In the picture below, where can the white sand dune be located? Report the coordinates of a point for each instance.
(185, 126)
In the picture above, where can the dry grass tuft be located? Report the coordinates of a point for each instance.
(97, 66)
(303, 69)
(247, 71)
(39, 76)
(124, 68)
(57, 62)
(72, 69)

•••

### TASK INSTRUCTIONS
Reproduce every row above, requests included, and shift each answer point by adding 146 to both of its coordinates.

### SOLUTION FOR THIS PROBLEM
In the picture below, where can the white sand dune be located? Report the coordinates of a point for each instance.
(331, 272)
In the picture above, where can the dry grass tuft be located? Report the coordinates of a point for each instance.
(243, 212)
(449, 215)
(393, 217)
(185, 222)
(270, 214)
(203, 208)
(218, 215)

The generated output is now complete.